- [Your task]
Write out each record below exactly as it appears, with no pictures.

──────── Record excerpts

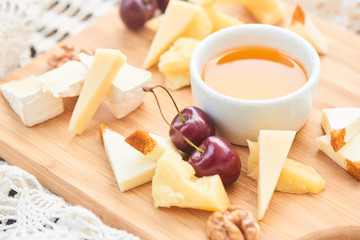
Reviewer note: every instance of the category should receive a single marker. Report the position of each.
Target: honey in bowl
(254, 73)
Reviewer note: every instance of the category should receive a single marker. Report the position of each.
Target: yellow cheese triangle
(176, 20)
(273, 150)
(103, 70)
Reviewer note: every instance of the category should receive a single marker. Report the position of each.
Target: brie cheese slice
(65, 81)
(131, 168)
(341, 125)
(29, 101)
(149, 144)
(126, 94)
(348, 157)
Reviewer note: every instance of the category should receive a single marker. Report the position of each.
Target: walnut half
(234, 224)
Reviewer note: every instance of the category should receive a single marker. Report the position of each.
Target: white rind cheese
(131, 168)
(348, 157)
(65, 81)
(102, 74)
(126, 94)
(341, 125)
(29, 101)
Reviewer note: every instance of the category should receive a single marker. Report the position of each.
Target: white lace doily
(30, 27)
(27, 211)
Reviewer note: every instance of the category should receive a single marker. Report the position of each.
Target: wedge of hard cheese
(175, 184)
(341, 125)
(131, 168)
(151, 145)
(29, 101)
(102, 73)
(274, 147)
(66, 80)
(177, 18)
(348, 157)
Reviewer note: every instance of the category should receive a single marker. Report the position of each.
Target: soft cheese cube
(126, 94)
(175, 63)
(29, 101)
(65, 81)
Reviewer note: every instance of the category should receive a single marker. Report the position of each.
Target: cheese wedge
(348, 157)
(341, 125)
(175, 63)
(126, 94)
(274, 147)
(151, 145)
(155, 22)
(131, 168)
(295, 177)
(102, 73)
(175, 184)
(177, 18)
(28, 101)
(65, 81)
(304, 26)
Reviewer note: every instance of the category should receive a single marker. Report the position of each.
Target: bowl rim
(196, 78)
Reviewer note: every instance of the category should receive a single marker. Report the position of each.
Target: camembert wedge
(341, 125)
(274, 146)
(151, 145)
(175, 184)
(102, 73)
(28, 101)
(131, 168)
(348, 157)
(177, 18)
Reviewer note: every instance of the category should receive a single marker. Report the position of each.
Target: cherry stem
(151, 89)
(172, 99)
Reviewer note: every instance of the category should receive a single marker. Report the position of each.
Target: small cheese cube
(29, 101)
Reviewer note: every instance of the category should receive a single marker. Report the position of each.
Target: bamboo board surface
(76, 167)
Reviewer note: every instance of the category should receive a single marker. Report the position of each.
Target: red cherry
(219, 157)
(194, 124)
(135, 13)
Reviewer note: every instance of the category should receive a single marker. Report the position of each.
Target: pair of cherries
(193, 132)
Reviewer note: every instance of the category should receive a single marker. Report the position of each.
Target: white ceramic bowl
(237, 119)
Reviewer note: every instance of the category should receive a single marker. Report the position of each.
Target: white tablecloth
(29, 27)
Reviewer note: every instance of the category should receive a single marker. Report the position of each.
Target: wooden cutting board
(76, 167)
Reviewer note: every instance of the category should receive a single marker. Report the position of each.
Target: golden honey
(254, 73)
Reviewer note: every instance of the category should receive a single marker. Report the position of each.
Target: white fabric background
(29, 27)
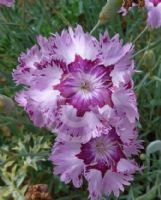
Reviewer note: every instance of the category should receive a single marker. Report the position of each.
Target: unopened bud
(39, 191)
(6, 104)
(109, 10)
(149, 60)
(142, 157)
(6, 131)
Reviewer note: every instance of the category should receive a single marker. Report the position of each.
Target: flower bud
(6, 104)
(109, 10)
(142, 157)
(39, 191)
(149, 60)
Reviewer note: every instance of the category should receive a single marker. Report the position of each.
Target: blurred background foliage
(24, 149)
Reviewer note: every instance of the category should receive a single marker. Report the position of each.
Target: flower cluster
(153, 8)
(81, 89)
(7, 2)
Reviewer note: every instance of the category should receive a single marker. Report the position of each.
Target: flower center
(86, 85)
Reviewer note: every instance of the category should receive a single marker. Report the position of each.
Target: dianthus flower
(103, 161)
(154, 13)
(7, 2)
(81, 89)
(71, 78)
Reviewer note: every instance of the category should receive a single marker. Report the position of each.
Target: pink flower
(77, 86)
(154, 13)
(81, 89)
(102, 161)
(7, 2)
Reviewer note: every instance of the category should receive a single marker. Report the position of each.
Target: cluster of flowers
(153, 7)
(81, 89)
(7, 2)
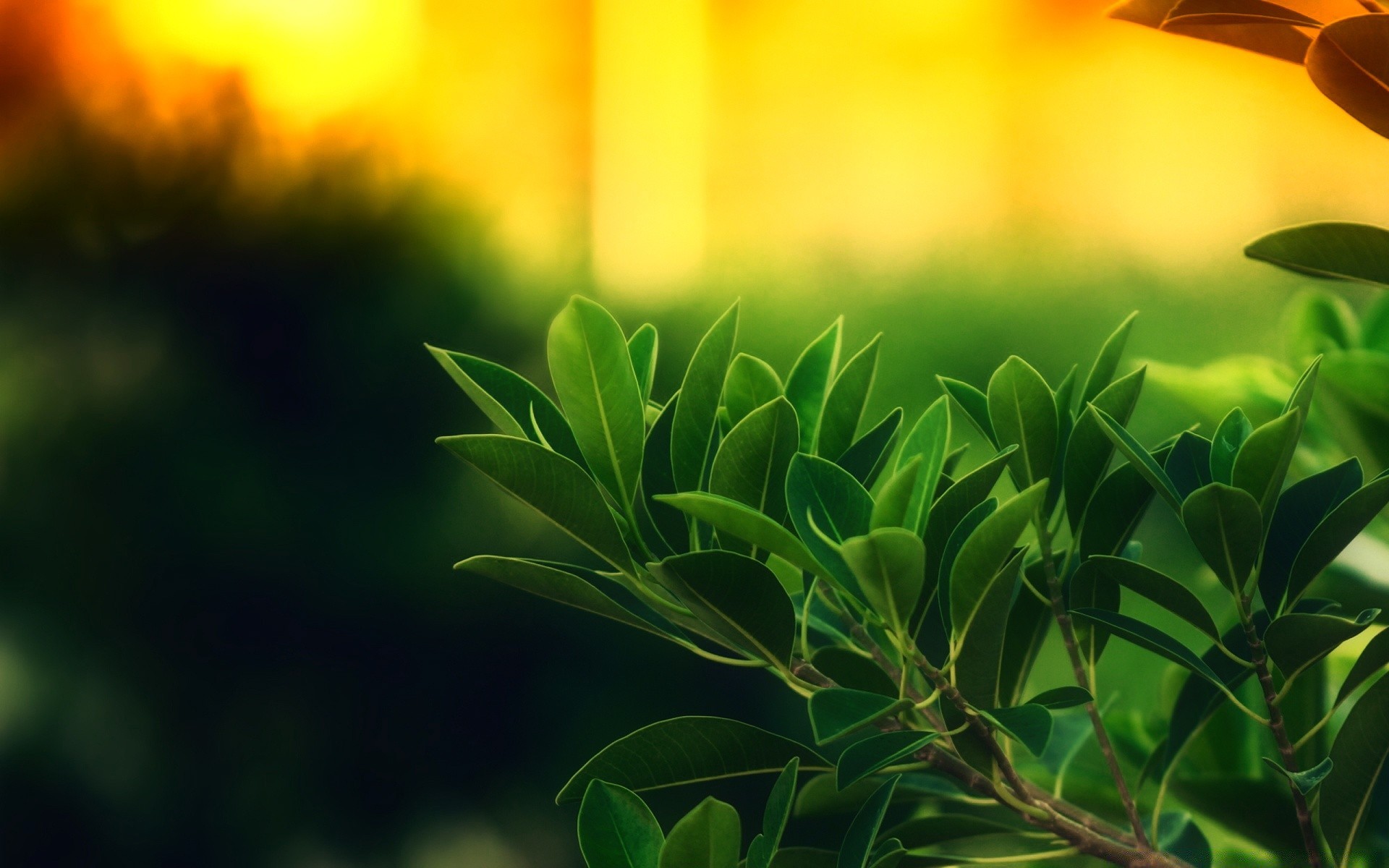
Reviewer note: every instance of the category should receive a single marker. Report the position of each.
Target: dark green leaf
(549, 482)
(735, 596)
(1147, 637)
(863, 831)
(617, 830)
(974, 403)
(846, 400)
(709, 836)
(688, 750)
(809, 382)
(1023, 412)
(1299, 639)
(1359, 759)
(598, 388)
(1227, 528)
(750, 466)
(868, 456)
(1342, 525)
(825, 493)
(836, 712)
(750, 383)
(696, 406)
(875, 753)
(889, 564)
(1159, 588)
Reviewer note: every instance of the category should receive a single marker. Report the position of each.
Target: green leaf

────────────────

- [Exercise solution]
Reviewer note: every instance of the category should receive a single marker. Report the position of each.
Target: honey in bowl
(254, 73)
Reviewer note: every instance of the category should receive a single marker. Report the position of each.
Target: yellow cheese triangle
(176, 20)
(273, 150)
(103, 70)
Reviewer note: every instance of the category should receive a single marker. Report the position of each.
Target: brie cheese slice
(65, 81)
(131, 168)
(341, 125)
(29, 101)
(149, 144)
(126, 94)
(348, 157)
Reviewer note: every instance of the category should receive a single marker. Report the position of each.
Target: walnut half
(234, 224)
Reviewer note: every instance of the category should receive a single marker. Report the position of each.
Target: white rind cheese
(131, 168)
(348, 157)
(65, 81)
(102, 74)
(126, 94)
(341, 125)
(29, 101)
Reviewer note: every instance of the category should receive a single marker. Report the position of each.
Target: white lace doily
(30, 27)
(27, 211)
Reviewer note: every instance of the category should receive a single marker. Report the position of each.
Target: wedge of hard cheese
(175, 184)
(341, 125)
(131, 168)
(151, 145)
(29, 101)
(102, 73)
(274, 147)
(66, 80)
(177, 18)
(348, 157)
Reviewer note: every instance of the category should receive a single marker. Report the position of each.
Target: soft cheese cube
(126, 94)
(175, 63)
(29, 101)
(65, 81)
Reviewer note: every instance of the category should receive a single marker. Report the position of each.
Target: cheese wedge
(348, 157)
(341, 125)
(175, 63)
(126, 94)
(274, 147)
(151, 145)
(155, 22)
(131, 168)
(295, 177)
(102, 73)
(175, 184)
(177, 18)
(28, 101)
(65, 81)
(304, 26)
Reviewer note: every instance of the category should receive a single marker. Report the position of each.
Target: bowl rim
(196, 78)
Reviewer note: every instance of the category should receive a single marker. Report the position of each.
Target: camembert wedge
(341, 125)
(274, 146)
(151, 145)
(175, 184)
(102, 73)
(28, 101)
(131, 168)
(348, 157)
(177, 18)
Reviewer note: every instance of the category should receive a single marker. Report the position of each.
Target: cherry stem
(151, 89)
(172, 99)
Reviewer note: every instance of the category should receive a single marker. Report the position of each.
Target: small cheese cube
(29, 101)
Reviewer note: every instance of the category should receive a single marker. Report the position of each.
Target: bamboo board surface
(76, 167)
Reviewer note: every instance of the category should receive a single marker. Report the position of each.
Target: red cherry
(219, 157)
(194, 124)
(135, 13)
Reviewer note: every instance of the category should receive a single marker. Report the position of each.
Target: pair of cherries
(193, 132)
Reviewer note: every instance of the category should receive a single marker. Report the position of each.
Target: white ceramic bowl
(237, 119)
Reviewer note: every instance of the category should receive a single marker. Report the position of each.
Target: white tablecloth
(29, 27)
Reviewer note: every instance of the category should receive a single marker. Report the position of each.
Target: wooden cutting board
(76, 167)
Reviewer note: every instance of the category should receive a single marker. Report the position of each.
Target: golden honey
(254, 73)
Reviewer note: every instance of the category should receive a single marker. Report the position of each.
Target: white fabric background
(29, 27)
Reviewer note: every instance of the category should receive a single marker. Report the position of each.
Target: unopened bud
(39, 191)
(6, 104)
(109, 10)
(149, 60)
(142, 157)
(6, 131)
Reviewer note: every instance of the category should receive a single marker. Report the position of each.
Target: flower bud
(6, 104)
(109, 10)
(142, 157)
(39, 191)
(149, 60)
Reviewer note: every instance of the category should receive a single marker. Report the position of each.
Target: blurred background foliage
(24, 149)
Reviewer note: every instance of the category should receive a single marker. Report the position of each.
Target: flower cluster
(153, 8)
(81, 89)
(7, 2)
Reviewer note: every instance of the category should receive a single marker. Report the position of each.
Target: flower center
(86, 85)
Reviewer note: every instance of the category should receive a single marker. Report the position of each.
Target: dianthus flower
(103, 161)
(154, 13)
(7, 2)
(81, 89)
(71, 78)
Reviewer note: every instance of the category should receive a single marker. Report the position of each.
Target: pink flower
(77, 86)
(154, 13)
(81, 89)
(102, 161)
(7, 2)
Reviewer note: every instance of the category should receive a single marker. Report the position of each.
Target: cluster of flowers
(153, 7)
(81, 89)
(7, 2)
Reviewer note: every instance of the category should receive a single marker. Report the position of each.
Target: dark green leaf
(549, 482)
(735, 596)
(1147, 637)
(863, 831)
(617, 830)
(974, 403)
(846, 400)
(709, 836)
(688, 750)
(809, 382)
(1023, 412)
(1299, 639)
(1359, 759)
(598, 388)
(1227, 528)
(750, 466)
(868, 456)
(1342, 525)
(825, 493)
(836, 712)
(750, 383)
(696, 406)
(875, 753)
(889, 564)
(1159, 588)
Reviewer note: every instance of the category should receive a single marker. Report the position of each.
Target: green leaf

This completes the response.